Source records:
++++++
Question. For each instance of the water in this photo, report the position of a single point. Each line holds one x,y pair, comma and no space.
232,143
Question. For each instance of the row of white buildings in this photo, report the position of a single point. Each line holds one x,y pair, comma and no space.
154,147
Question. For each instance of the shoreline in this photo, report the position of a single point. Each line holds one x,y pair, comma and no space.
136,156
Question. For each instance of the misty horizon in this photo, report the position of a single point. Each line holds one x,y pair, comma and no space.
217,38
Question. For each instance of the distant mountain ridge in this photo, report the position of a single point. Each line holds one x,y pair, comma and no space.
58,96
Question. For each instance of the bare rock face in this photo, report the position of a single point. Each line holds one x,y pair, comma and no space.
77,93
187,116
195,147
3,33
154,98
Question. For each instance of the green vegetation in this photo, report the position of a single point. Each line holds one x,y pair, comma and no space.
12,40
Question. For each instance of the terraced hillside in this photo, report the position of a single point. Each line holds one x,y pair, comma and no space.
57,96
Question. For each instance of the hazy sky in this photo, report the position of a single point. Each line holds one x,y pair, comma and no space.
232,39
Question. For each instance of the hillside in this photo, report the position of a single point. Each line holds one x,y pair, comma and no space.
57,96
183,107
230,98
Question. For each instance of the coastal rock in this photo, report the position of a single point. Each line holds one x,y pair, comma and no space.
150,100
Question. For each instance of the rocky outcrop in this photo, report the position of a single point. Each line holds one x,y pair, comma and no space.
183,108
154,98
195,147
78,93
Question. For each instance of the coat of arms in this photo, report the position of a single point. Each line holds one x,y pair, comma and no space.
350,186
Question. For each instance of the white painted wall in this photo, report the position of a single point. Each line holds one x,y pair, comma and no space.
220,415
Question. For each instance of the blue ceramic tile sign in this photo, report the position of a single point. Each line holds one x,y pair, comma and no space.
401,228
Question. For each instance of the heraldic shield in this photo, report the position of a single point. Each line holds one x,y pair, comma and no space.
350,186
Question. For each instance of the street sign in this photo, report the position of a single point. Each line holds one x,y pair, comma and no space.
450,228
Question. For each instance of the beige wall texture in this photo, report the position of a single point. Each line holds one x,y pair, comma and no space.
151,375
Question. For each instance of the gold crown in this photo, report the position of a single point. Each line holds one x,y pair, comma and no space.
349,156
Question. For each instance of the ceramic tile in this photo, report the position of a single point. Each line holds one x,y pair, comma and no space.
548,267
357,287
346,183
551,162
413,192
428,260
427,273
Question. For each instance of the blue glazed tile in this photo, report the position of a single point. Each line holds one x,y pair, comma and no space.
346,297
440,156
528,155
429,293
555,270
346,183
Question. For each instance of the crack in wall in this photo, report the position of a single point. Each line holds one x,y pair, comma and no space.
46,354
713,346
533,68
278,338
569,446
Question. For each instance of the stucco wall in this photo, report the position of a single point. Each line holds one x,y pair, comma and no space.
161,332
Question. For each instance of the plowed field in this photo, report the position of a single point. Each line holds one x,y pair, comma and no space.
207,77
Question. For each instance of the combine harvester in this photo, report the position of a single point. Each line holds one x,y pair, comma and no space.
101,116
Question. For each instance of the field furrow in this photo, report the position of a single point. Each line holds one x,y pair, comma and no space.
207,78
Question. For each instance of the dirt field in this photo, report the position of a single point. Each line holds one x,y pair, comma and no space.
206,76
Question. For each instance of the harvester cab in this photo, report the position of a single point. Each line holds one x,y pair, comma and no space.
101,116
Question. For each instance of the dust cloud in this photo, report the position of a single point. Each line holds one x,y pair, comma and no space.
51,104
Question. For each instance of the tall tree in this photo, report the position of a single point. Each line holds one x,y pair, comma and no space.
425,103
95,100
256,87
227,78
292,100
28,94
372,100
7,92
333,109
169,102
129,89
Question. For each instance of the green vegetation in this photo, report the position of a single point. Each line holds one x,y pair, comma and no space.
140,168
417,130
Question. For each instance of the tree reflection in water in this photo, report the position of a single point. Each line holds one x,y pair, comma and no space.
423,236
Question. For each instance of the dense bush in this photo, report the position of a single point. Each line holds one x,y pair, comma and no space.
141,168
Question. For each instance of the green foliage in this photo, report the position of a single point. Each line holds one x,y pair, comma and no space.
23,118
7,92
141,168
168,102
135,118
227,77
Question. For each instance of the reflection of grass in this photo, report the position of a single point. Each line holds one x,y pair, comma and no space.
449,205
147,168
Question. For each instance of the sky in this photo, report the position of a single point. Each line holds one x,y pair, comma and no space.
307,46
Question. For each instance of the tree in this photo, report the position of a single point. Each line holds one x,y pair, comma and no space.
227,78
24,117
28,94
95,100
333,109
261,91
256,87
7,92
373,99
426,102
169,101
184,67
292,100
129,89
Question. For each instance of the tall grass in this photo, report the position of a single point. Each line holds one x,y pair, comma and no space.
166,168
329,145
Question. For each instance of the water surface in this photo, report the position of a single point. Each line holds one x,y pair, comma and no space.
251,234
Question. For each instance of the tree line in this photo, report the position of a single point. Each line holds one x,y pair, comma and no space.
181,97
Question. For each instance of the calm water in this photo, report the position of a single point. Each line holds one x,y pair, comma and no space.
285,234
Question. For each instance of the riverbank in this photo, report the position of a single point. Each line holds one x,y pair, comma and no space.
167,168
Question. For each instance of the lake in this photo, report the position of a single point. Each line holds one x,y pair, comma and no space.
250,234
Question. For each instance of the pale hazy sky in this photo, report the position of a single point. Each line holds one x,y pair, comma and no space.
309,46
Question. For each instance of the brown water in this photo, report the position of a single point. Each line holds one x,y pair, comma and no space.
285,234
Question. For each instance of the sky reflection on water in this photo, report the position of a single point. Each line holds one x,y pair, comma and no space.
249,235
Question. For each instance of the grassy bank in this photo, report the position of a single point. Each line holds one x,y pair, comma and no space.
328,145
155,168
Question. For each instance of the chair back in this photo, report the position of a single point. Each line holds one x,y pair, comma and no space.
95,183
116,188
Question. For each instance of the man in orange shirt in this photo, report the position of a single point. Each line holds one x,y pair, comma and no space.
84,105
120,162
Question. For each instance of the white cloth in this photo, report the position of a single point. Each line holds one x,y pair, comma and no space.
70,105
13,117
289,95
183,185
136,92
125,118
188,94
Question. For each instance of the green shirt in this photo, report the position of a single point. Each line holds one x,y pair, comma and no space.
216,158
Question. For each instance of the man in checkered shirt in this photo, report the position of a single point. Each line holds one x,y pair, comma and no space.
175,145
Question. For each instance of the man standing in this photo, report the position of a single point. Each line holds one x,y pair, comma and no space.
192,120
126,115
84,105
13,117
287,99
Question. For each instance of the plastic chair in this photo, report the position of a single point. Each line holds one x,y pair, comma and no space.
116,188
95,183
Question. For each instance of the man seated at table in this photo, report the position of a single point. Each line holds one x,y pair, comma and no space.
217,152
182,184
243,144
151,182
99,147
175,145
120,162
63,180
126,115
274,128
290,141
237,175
++++++
* Work to be completed
Each entry above is to be written out exactly.

* Solution for this exercise
Question. For each instance of the water in this photo, report the position of a single point. Each line holds one x,y pair, comma and no space.
232,143
Question. For each instance of the row of white buildings in this photo, report the position of a single point. Each line holds one x,y pair, comma and no space.
154,147
Question. For each instance of the shoreline in this photo, report the position of a single point. Each line holds one x,y pair, comma and no space.
136,156
Question. For each instance of the misty horizon in this photo, report the position of a single point. Each line holds one x,y pair, comma and no space.
217,38
Question. For each instance of the distant mountain ridge in this photo, report the position of a single point. Each line holds one x,y pair, comma and no space.
58,96
Question. For each instance of the bare rock face in this photo, report the position of a single point. Each line holds one x,y pair, comma and no space.
77,93
187,116
195,147
3,33
154,98
Question. For each instance of the green vegetation in this photo, report the position of a single point. Each line holds one x,y pair, comma and no space.
12,40
Question. For each instance of the terraced hillside in this photo, report the position of a single point. Each line holds one x,y pair, comma and no space.
57,96
Question. For each instance of the hazy sky in this photo, report the position of a single point. Each line holds one x,y pair, comma and no space.
232,39
Question. For each instance of the hillside in this photo, report the position of a single point. Each line holds one x,y pair, comma and no space.
57,96
183,107
230,98
Question. For each instance of the coastal rock in this photo, report the position of a single point. Each line holds one x,y pair, comma and no space.
150,100
Question. For each instance of the rocky outcrop in this photo, report the position of a single point. Each line holds one x,y pair, comma and no space.
183,108
154,98
195,147
78,93
Question. For each instance of the coat of arms in this photo, report the position of a single point. Each line holds one x,y pair, comma and no space.
350,186
Question. For each instance of the white painted wall in this photo, report the position of a single point. Each line holds one x,y pair, comma and no space.
220,415
Question. For each instance of the blue ceramic tile sign in this photo, report the position of a single point. Each line holds one x,y pair, comma and no space.
401,228
Question. For each instance of the heraldic shield in this photo, report the position of a single point. Each line holds one x,y pair, comma and no space.
350,186
Question. For each instance of the street sign in this photo, report the position of a single point. Each line holds one x,y pair, comma and no space.
450,228
Question. For each instance of the beige wall texture in this photo, report the position of a single point. Each line holds one x,y pair, comma and no space.
151,375
Question. For each instance of the gold crown in this photo, report the position of a single point. Each line holds one x,y pair, comma and no space.
349,156
Question. For each instance of the ceramic tile in this photo, report the position of a single point. Each line holds one x,y pair, comma and no space.
548,267
357,287
346,183
551,162
413,192
428,260
427,273
Question. For each instance of the blue glazed tile in this photo, report the position of a single point. Each line holds one x,y pair, comma and no space.
346,297
440,156
528,155
429,293
555,270
346,183
Question. For each instance of the crack in wall in this photo, report the position of a single point. Each line holds one x,y pair, comma and no space.
46,354
713,346
533,68
278,338
569,446
Question. For each instance of the stucco wall in this photo, report the position of a single point. Each line holds one x,y pair, comma and no space.
161,332
Question. For each instance of the plowed field in this photo, report the position of a single point. Each line holds one x,y pair, comma and no space.
207,77
Question. For each instance of the combine harvester in this photo, report the position of a single point. Each line holds one x,y pair, comma and no space.
101,116
Question. For each instance of the field furrow in this photo, report the position of a single point. Each line holds one x,y pair, comma and no space.
207,78
Question. For each instance of the dirt field in this photo, report the position of a single point. Each line holds one x,y pair, comma and no space.
206,76
Question. For each instance of the harvester cab in this photo, report the position of a single point. Each line holds one x,y pair, comma and no space.
101,116
Question. For each instance of the dust cloud in this photo, report the position of a single point. Each line holds one x,y pair, comma and no space.
51,104
Question. For each instance of the tall tree in this photo, report the position of a single point. Each line holds one x,y pair, comma and no space.
425,103
95,100
256,87
227,78
292,100
28,94
372,100
7,92
333,109
169,102
129,89
Question. For each instance of the green vegetation in this photo, report the position of a single point. Each line holds one x,y pair, comma and no space.
140,168
417,130
Question. For each instance of the tree reflection in water in this photo, report the position of a single point. Each line holds one x,y pair, comma and no space.
423,236
Question. For each instance of the dense bush in this photo, report the position of a single point. Each line holds one x,y pair, comma and no space.
141,168
Question. For each instance of the green foliage in this photo, report the position of a single point. Each line holds one x,y pair, comma and no space.
23,118
7,92
141,168
168,102
135,118
227,77
Question. For each instance of the reflection of grass in this photo, report the position of a single point. Each line holds one x,y pair, comma and no space.
449,205
147,168
Question. For each instance of the sky in this photo, report the position of a single point. Each line holds one x,y pair, comma and no space.
307,46
Question. For each instance of the tree in this photo, report the position of a single point. Each line holds one x,y pair, comma and no space.
227,78
24,117
28,94
95,100
333,109
261,91
256,87
7,92
373,99
426,102
169,101
184,67
292,100
129,89
Question. For each instance of the tall grass in this photo, report the position of a single point. Each line holds one x,y pair, comma and no space.
166,168
329,145
Question. For each instance of the water surface in this photo, report the position of a single point. Each line holds one x,y pair, comma and no space.
251,234
Question. For each instance of the tree line in this photo, report the position of a single point. Each line holds one x,y pair, comma and no space.
181,97
Question. For each instance of the calm water in this photo, report the position of a single point. Each line holds one x,y pair, comma and no space.
285,234
Question. For each instance of the riverbank in this photo, report the position of a single point. Each line holds one x,y pair, comma and no space.
167,168
Question. For each instance of the lake in this photo, report the position of a single point. Each line holds one x,y pair, comma and no space.
250,234
Question. For each instance of the pale hazy sky in this photo, report the position of a single point. Each line holds one x,y pair, comma and no space.
309,46
Question. For each instance of the brown water in this photo, report the position of a single point. Each line holds one x,y pair, comma and no space.
285,234
Question. For each instance of the sky reflection on water in this photo, report the position of a single point. Each line holds one x,y pair, comma and no space.
249,235
Question. For each instance of the grassy bank in this photo, report the position of a single point. Each line holds one x,y pair, comma and no space.
328,145
155,168
Question. For each instance of the chair back in this photo, report the position of a single point. Each line holds one x,y pair, comma and no space.
95,183
116,188
Question. For each instance of the man in orange shirt in this photo, report the position of a single point. Each line holds one x,y pair, comma and no space.
84,105
120,162
Question. For each instance of the white cloth in this photo, report the position of a single point. Each line holds one x,y pair, comma and no space.
70,105
13,117
289,95
183,185
136,92
125,118
188,94
Question. For each instance of the green shirt in this photo, report the position of a single point. Each line holds one x,y pair, comma and no space.
216,158
Question. For each instance of the man in checkered shirt in this photo, report the position of a single point. Each line holds one x,y pair, comma and no space.
175,145
Question. For each instance of the man standing in this photo, report the position of a single point. Each line holds one x,y pair, comma and no space.
192,120
126,115
84,105
13,117
287,99
Question. For each instance of the plastic chair in this photo, report the position of a single point. Each line holds one x,y pair, comma and no space.
116,188
95,183
Question. For each instance of the man seated at table in this photo, report the position of a single point. Each line holds one x,y pair, comma and no space.
217,152
182,184
243,144
151,182
99,147
175,145
120,162
63,180
126,115
274,128
290,141
237,175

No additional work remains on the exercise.